* **Soal Singkat 1**:
Jawablah pertanyaan berikut berdasarkan teks tentang Pak Muslih.
(a) Di kota mana Pak Muslih dilahirkan?
(b) Kitab apa yang dikaji dalam pengajaran beliau setiap sore?
(c) Di organisasi apa beliau mengawali karirnya?
* **Soal Singkat 2**: Sebutkan seluruh lembaga dan organisasi yang tercantum dalam teks tentang Pak Muslih.
* **Soal Singkat 3**: Ketik ulang tanpa perubahan bagian teks tentang Pak Muslih mulai dari "Beliau mengawali karir" sampai dengan "karirnya akan berkembang.".

* **Kutipan Sumber**:

-------------------------

Sebutan Pak Muslih sudah tidak asing lagi di telinga santri PP. AlMunawwir khususnya di komplek Q. Bapak kelahiran Kediri, 3 Januari 1958 dengan nama lengkap Muslih Ilyas ini adalah seorang Ustadz di PP. Al-Munawwir Komplek Q, beliau mengajar setiap sore dengan kitab yang dikajinya adalah Minhajul Muslim. Bapak 8 anak ini juga aktif di dunia politik, yaitu pernah menjadi aktivis NU dan DPRD kota Yogyakarta.

Beliau mengawali karir di GP Ansor kota Yogyakarta setelah menamatkan dari bangku kuliahnya di IAIN Sunan Kalijaga Yogyakarta (sekarang UIN Suka). Menurut beliau Yogakarta adalah daerah yang strategis untuk membangun dan meningkatkan karir, mengingat daerahnya yang tak begitu luas, yang mana jumlah provinsi hanya terdiri dari 5 kabupaten dan menurut Pak Muslih bagi siapapun, yang terpenting adalah mau berbuat maka karirnya akan berkembang.

-------------------------

Entri pelabelan wilayah gambar

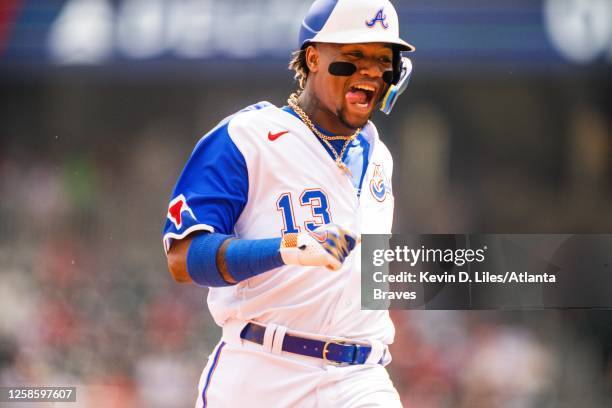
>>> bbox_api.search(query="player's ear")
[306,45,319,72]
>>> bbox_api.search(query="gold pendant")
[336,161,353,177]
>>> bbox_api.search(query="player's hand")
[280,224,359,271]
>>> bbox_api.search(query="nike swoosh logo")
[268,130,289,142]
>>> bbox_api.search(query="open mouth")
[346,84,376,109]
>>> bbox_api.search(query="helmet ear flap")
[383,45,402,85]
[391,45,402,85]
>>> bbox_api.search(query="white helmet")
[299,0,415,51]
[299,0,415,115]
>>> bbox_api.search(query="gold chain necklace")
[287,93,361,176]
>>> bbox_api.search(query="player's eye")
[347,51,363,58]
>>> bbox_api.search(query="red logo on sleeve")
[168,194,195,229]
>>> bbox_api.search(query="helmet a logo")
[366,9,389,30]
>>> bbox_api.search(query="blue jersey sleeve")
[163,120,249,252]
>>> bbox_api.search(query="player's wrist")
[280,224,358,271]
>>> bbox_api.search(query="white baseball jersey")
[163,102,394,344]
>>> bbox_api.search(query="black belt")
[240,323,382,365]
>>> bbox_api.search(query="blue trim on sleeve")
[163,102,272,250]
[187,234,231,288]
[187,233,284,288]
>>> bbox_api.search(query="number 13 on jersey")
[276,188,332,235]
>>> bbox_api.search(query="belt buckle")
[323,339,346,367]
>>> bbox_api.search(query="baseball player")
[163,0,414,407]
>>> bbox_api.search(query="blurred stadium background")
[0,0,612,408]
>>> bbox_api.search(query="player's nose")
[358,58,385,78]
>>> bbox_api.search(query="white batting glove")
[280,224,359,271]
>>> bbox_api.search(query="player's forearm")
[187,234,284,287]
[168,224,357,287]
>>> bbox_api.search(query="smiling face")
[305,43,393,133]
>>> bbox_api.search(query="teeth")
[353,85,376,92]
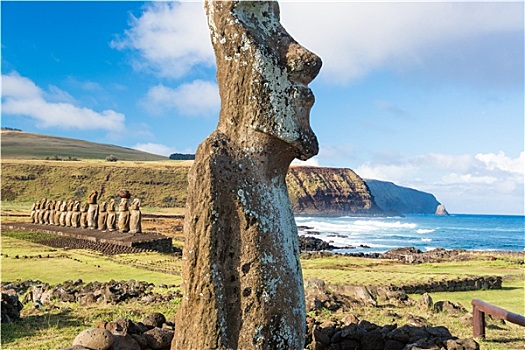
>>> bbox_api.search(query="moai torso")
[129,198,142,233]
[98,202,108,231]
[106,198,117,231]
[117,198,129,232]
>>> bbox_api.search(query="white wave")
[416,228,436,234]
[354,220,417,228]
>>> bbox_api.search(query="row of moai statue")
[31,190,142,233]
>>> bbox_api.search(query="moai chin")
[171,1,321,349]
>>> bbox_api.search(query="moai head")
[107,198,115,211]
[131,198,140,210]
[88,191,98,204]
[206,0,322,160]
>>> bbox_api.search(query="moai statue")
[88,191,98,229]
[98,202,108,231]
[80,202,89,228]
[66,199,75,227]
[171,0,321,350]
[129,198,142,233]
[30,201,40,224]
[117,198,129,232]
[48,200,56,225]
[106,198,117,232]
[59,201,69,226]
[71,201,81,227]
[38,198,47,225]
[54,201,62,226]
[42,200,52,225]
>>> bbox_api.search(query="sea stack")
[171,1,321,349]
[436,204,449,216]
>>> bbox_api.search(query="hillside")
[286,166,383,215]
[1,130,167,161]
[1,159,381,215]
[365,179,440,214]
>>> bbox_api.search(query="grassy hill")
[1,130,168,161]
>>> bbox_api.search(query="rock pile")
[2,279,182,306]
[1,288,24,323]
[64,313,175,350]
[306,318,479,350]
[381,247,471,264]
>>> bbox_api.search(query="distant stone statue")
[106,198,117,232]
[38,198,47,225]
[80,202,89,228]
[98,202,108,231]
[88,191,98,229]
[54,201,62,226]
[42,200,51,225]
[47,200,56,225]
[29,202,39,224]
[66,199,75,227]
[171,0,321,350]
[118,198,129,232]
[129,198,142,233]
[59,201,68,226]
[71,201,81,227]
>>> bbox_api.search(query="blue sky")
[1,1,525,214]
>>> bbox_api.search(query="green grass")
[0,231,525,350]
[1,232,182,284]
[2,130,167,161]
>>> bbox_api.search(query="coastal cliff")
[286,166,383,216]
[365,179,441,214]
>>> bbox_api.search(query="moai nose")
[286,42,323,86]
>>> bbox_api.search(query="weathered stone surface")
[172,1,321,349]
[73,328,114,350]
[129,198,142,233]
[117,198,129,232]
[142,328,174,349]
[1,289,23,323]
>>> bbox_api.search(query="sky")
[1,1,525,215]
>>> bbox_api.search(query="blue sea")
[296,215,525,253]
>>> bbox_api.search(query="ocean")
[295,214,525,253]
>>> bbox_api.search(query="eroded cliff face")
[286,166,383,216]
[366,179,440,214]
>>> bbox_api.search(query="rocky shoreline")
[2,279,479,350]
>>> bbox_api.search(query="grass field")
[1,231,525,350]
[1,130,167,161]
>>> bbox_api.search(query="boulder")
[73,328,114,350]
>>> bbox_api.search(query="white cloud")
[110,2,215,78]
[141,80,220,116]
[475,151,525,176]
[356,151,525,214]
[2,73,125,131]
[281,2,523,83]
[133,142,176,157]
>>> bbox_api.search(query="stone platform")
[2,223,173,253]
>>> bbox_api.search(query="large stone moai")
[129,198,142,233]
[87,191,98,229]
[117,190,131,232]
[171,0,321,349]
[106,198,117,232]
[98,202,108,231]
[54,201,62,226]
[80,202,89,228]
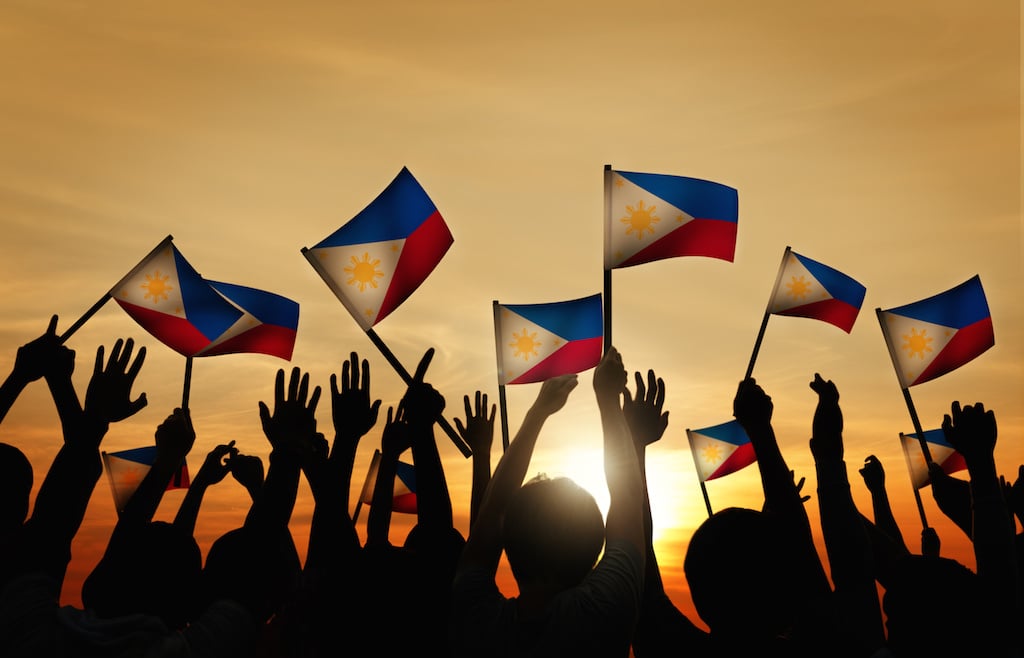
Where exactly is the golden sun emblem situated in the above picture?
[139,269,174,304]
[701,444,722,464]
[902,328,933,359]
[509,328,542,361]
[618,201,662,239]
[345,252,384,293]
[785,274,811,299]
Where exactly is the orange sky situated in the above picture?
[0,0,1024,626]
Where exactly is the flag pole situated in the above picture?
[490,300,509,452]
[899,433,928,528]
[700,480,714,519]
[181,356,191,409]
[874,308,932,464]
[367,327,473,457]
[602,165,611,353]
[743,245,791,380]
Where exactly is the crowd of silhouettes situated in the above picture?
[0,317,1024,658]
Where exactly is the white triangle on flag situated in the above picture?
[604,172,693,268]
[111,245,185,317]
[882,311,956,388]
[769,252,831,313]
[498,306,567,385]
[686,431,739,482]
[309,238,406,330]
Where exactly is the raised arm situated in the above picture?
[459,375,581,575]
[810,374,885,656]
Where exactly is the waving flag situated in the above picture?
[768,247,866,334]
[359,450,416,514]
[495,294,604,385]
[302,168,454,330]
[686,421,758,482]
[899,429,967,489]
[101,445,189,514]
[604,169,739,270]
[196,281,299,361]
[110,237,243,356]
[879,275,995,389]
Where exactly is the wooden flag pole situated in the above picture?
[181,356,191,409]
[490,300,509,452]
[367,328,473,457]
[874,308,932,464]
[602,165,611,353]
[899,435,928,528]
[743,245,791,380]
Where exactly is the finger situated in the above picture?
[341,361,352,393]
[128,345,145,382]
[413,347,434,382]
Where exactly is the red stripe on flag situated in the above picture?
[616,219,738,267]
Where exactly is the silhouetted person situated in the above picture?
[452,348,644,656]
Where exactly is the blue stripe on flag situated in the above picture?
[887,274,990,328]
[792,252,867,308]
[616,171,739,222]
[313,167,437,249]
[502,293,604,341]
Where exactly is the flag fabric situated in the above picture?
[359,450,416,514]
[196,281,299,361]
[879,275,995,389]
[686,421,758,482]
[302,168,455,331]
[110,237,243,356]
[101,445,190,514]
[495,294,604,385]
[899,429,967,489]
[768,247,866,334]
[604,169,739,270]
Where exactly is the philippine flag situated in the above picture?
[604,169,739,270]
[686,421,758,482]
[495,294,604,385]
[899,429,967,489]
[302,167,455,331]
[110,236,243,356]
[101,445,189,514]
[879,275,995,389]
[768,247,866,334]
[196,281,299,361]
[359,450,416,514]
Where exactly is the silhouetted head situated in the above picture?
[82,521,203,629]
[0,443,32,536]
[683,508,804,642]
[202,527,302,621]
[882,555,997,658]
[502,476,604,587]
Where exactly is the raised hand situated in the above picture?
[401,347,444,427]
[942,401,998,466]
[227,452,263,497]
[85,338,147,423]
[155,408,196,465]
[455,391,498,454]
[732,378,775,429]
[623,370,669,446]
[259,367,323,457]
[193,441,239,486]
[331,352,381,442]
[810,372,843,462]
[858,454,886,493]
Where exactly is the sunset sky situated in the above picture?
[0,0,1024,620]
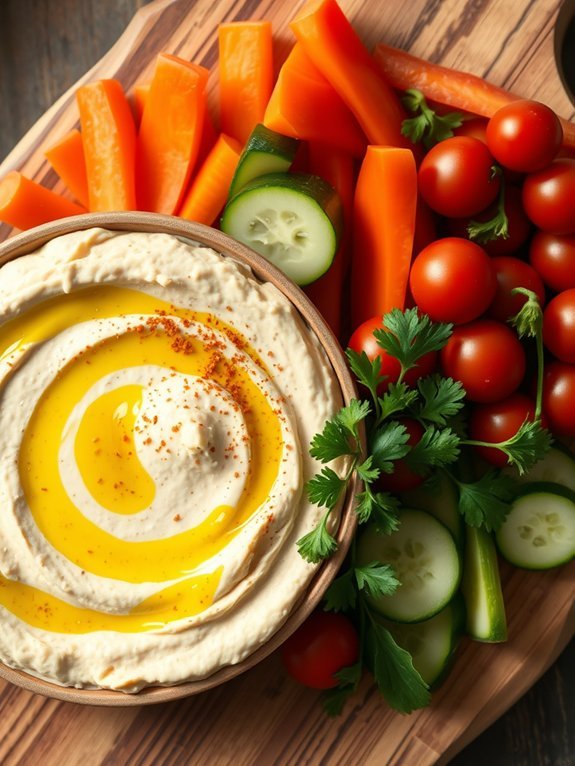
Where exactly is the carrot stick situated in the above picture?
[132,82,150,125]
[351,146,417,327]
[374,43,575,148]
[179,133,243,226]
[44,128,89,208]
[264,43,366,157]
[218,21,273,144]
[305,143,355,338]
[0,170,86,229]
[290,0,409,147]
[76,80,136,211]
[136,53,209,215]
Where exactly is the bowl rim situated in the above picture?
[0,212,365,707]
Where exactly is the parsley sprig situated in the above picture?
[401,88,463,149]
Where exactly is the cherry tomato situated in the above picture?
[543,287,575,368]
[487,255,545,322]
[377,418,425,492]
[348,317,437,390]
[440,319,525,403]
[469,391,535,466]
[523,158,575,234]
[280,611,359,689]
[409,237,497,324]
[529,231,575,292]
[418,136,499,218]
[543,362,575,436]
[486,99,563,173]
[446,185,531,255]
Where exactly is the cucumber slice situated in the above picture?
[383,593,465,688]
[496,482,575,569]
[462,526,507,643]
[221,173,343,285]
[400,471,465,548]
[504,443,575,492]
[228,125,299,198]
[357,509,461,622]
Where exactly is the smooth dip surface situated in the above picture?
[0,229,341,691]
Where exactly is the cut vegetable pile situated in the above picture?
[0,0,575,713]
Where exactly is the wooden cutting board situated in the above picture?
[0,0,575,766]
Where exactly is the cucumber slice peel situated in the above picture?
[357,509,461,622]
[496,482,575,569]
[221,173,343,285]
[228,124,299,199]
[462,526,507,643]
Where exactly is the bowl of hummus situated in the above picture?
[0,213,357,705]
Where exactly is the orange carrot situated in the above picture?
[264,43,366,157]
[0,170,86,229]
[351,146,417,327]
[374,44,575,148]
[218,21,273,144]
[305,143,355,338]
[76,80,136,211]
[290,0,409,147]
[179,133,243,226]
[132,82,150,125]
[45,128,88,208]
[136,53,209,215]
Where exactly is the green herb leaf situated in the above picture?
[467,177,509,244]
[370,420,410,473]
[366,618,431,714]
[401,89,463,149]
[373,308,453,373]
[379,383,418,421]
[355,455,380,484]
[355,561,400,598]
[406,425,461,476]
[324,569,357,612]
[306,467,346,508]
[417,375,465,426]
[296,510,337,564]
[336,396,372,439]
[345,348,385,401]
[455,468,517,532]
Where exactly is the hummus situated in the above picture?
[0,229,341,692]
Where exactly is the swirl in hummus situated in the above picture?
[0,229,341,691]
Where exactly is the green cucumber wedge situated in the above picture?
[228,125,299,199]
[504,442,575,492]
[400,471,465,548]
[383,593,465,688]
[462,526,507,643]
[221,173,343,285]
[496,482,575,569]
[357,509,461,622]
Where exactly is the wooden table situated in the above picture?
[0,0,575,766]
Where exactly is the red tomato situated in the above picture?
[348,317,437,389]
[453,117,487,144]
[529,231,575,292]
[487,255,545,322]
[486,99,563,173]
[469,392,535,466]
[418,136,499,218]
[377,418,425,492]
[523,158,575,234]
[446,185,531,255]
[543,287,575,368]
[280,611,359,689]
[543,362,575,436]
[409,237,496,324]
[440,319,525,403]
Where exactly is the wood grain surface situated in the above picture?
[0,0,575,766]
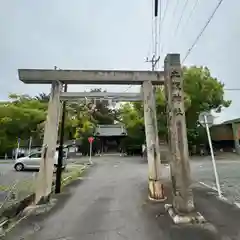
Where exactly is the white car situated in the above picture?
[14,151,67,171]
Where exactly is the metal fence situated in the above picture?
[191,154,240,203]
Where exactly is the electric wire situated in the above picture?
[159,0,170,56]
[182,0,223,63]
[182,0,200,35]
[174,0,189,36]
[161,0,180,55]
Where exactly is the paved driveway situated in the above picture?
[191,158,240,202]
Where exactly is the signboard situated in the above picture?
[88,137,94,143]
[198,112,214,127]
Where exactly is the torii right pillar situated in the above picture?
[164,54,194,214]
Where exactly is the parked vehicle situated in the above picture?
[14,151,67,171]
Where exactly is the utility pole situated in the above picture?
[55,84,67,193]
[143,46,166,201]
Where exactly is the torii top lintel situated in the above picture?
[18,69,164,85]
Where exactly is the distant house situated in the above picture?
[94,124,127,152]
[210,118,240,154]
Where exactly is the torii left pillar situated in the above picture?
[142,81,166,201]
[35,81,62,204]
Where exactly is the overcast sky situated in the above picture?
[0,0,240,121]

-------------------------

* **Jawaban Benar 1**:
(a) Kediri.
(b) Minhajul Muslim.
(c) GP Ansor kota Yogyakarta.

* **Jawaban Benar 2**:
PP. Al-Munawwir (Komplek Q)
NU
DPRD kota Yogyakarta
GP Ansor kota Yogyakarta
IAIN Sunan Kalijaga Yogyakarta (sekarang UIN Suka)

* **Jawaban Benar 3**:
Beliau mengawali karir di GP Ansor kota Yogyakarta setelah menamatkan dari bangku kuliahnya di IAIN Sunan Kalijaga Yogyakarta (sekarang UIN Suka). Menurut beliau Yogakarta adalah daerah yang strategis untuk membangun dan meningkatkan karir, mengingat daerahnya yang tak begitu luas, yang mana jumlah provinsi hanya terdiri dari 5 kabupaten dan menurut Pak Muslih bagi siapapun, yang terpenting adalah mau berbuat maka karirnya akan berkembang.